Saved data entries

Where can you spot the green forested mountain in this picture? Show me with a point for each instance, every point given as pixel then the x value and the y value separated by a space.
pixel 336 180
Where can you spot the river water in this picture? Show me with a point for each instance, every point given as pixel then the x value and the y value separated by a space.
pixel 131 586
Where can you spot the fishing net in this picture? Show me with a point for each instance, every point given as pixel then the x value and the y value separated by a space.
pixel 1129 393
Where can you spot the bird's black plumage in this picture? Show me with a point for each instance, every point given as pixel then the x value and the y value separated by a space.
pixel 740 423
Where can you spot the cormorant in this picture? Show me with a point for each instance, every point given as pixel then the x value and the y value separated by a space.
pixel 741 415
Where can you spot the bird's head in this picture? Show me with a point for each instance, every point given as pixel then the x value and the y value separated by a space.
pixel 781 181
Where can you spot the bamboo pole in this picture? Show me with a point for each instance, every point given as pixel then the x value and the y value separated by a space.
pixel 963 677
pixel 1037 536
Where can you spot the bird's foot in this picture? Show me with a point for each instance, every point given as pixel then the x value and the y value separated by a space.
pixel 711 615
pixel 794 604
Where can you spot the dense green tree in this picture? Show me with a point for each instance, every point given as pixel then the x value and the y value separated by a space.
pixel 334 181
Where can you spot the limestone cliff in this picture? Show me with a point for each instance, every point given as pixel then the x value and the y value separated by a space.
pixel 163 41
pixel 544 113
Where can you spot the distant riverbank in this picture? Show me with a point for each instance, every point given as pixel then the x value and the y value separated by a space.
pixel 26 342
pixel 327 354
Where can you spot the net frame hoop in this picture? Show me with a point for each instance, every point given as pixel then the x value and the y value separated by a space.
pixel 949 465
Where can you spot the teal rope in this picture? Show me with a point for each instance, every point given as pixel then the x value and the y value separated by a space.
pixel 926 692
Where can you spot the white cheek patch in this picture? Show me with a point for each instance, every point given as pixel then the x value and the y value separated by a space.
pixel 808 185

**WORK ORDER**.
Repeat the data above starting at the line with "Where can you spot the net" and ending at its last line, exactly, with no other lines.

**SOLUTION TO THIS PROBLEM**.
Where can you spot the net frame hoop in this picture? Show me with a point for each instance, every point given as pixel then the x value and the y value separated by a space.
pixel 949 465
Where can you spot the teal rope in this picture? Show me with a point for each instance, every point given as pixel then the x value and the y value separated by a space.
pixel 926 692
Where can you spot the white cheek patch in this picture? Show me with a point for each instance, every point given as pixel then the x value and the y value separated by a space.
pixel 808 185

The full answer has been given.